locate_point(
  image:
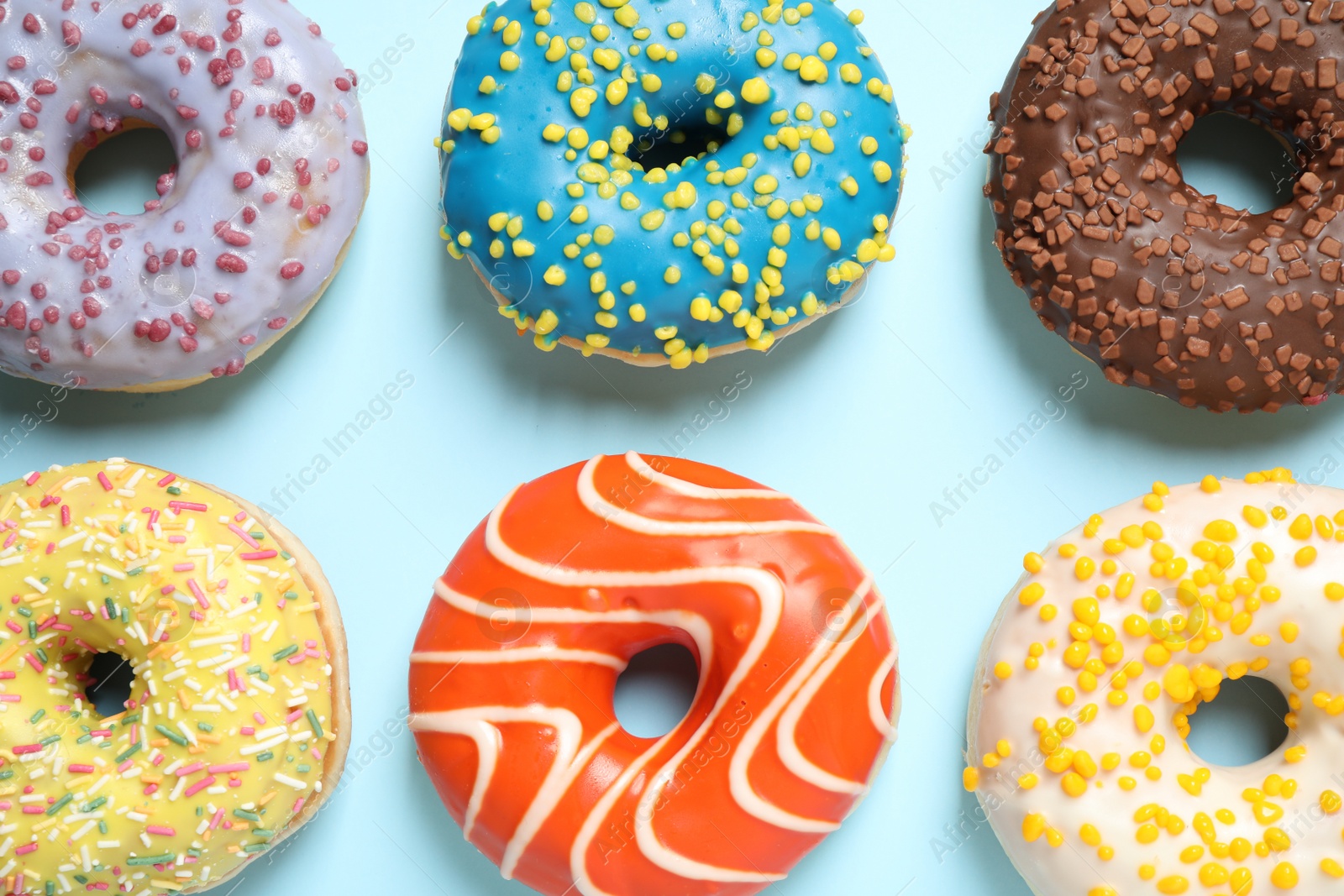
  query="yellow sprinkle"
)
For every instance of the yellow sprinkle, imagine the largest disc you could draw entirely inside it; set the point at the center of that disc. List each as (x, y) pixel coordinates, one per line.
(1284, 876)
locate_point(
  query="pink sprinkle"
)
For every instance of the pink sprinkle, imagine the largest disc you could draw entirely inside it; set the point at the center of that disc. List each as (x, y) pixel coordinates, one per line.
(245, 537)
(198, 594)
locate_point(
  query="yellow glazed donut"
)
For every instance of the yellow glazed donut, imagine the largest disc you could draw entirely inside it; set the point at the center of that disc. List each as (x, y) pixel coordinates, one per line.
(239, 719)
(1113, 640)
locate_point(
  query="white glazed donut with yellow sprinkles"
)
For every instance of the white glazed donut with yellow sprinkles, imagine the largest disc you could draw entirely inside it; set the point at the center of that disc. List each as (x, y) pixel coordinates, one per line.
(239, 719)
(1113, 638)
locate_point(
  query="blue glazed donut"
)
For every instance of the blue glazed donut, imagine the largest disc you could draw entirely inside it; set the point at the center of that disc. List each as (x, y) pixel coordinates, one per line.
(665, 181)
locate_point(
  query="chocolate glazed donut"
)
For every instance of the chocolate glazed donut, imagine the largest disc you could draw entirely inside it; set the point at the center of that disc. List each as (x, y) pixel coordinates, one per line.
(1160, 285)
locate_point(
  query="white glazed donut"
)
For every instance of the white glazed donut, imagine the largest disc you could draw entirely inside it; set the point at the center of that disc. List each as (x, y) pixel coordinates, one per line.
(248, 231)
(1112, 640)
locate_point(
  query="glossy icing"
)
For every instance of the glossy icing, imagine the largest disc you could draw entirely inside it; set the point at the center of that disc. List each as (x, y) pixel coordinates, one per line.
(573, 575)
(546, 192)
(244, 237)
(1115, 636)
(228, 730)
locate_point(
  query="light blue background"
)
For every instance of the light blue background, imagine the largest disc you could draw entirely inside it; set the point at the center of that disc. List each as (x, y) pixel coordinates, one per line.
(866, 419)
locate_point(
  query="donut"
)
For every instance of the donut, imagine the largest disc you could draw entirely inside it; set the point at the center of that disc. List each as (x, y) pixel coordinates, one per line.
(669, 181)
(239, 719)
(1163, 286)
(248, 230)
(1113, 640)
(515, 667)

• [Stated exercise] List every line in the entries above that contains the string "chocolate", matching case exactly.

• [Written response]
  query="chocolate glazed donut"
For every instance of the chocolate glazed donut, imagine the largest disc you could draw entirely inside it; set the point at the center of that disc. List each as (x, y) pixel coordinates, one per line.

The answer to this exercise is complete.